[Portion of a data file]
────────────────────────────────────────

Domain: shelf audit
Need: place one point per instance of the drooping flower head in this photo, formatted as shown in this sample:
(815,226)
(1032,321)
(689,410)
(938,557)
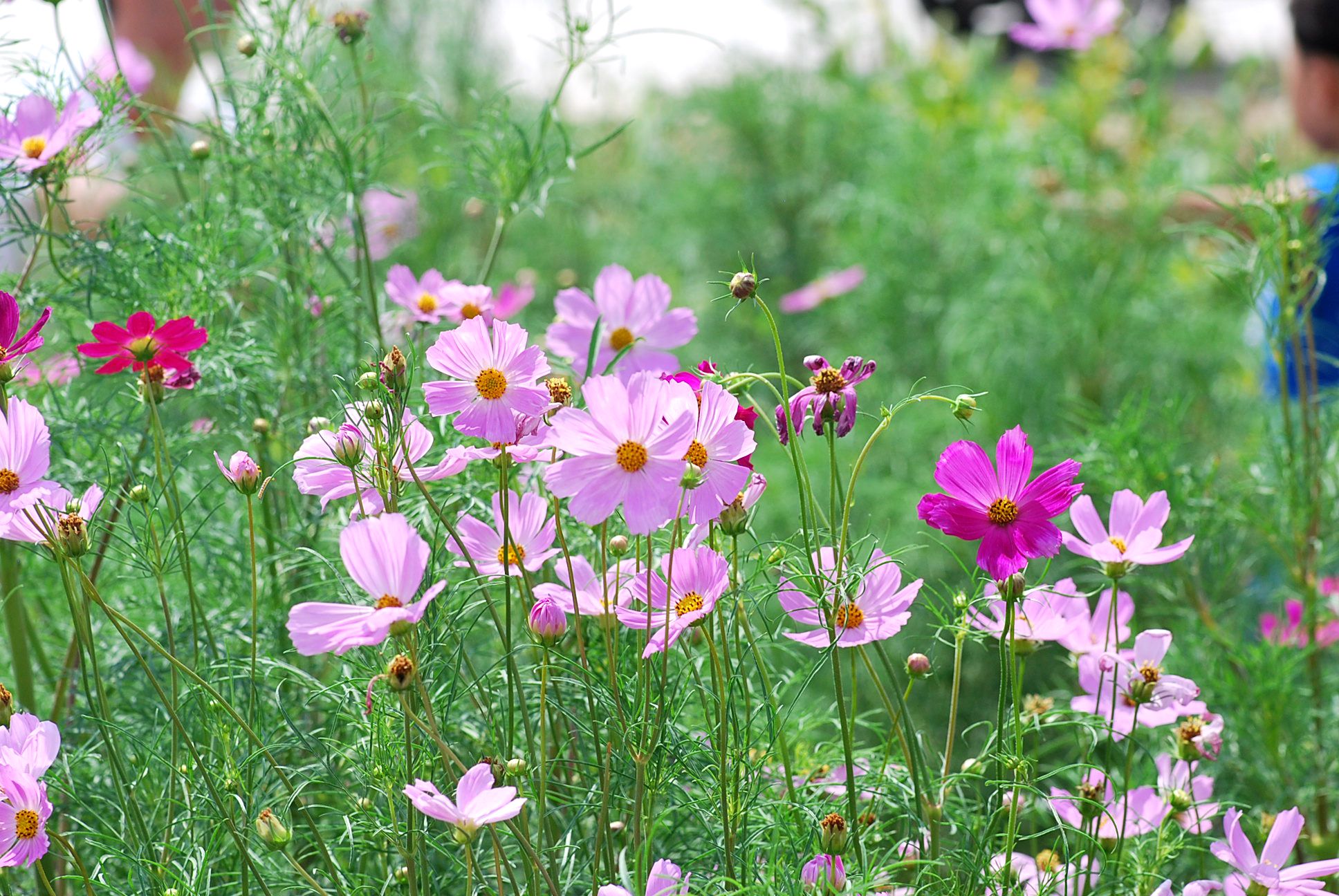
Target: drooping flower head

────────────────────────────────────────

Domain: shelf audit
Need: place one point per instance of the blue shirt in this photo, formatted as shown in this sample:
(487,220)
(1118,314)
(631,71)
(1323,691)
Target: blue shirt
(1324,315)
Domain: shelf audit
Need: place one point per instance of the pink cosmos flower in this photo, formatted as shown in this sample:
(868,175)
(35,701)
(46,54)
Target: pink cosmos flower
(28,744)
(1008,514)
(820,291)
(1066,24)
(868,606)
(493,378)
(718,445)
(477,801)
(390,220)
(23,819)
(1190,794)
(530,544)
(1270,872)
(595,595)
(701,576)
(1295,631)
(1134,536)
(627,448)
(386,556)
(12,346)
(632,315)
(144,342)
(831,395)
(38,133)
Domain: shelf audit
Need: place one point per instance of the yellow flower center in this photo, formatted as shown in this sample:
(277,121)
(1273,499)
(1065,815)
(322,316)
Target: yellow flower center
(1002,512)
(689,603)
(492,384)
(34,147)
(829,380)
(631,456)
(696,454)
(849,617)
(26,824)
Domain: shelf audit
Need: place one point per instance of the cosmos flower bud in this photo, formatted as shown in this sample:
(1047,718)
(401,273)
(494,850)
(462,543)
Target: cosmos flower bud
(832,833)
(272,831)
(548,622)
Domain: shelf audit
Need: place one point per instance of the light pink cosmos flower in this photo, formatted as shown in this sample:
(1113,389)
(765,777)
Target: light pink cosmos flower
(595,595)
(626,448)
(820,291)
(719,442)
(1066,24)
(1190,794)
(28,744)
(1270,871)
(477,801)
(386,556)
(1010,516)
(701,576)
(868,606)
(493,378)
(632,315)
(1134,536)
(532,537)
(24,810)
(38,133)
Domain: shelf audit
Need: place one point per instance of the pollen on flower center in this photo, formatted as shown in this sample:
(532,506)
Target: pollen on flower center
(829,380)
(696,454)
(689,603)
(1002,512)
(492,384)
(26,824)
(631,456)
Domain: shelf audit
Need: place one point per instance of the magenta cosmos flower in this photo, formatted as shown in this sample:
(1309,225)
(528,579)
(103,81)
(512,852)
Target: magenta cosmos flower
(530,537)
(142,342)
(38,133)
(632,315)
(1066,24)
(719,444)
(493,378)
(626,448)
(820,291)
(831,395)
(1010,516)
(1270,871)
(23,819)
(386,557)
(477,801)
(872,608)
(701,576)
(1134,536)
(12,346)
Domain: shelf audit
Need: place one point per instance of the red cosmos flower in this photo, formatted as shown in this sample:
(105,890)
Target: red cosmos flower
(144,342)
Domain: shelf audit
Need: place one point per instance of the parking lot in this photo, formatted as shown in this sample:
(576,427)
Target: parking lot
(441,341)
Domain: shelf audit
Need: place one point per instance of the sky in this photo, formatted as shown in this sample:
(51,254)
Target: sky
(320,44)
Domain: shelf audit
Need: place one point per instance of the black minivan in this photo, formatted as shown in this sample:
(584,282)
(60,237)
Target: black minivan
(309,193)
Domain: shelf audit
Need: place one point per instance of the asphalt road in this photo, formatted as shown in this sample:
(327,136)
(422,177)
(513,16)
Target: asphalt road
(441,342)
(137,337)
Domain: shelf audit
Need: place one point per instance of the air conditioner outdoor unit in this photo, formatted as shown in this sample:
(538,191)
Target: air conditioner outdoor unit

────────────────────────────────────────

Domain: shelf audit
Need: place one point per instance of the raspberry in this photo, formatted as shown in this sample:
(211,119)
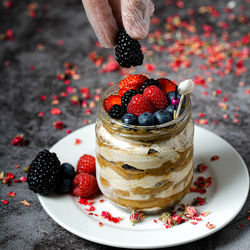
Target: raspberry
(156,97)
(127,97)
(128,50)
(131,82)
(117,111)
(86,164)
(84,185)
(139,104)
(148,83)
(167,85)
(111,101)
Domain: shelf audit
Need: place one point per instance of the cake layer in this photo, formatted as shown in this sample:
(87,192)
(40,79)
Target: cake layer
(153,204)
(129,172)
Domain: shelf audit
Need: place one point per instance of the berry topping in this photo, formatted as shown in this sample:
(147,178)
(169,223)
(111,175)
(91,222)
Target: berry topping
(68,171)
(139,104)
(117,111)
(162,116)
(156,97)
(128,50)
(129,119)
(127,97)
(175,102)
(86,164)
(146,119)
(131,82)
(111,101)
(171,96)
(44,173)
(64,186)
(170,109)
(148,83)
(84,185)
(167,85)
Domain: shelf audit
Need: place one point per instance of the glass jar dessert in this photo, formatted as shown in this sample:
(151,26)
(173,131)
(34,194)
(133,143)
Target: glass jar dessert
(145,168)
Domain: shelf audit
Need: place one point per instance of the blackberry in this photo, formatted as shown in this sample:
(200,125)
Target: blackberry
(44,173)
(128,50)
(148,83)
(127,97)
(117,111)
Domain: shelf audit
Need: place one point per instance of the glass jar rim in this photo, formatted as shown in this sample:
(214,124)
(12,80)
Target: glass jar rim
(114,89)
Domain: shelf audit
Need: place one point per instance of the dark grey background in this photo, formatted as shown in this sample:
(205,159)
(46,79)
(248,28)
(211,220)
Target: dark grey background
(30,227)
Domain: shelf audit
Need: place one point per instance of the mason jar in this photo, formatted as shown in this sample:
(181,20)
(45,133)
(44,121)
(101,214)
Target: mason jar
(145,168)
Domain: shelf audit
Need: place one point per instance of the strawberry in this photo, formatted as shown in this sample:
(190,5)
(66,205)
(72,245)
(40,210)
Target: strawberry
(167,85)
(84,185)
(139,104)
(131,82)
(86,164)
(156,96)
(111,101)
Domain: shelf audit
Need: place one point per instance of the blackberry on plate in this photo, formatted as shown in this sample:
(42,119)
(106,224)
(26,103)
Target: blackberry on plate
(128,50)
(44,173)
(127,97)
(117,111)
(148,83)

────────────────────────────────────────

> **Challenge**
Pull out each line in the rows above that contains the string "center", and copy those lines unchanged.

> **Result for this task**
Need: place one point per instance of the yellow flower center in this photo, formatted as shown in this sample:
Target: yellow flower center
Need: place one point per instance of the pollen on flower center in this photo, formatted as shown in this sample:
Target: pollen on flower center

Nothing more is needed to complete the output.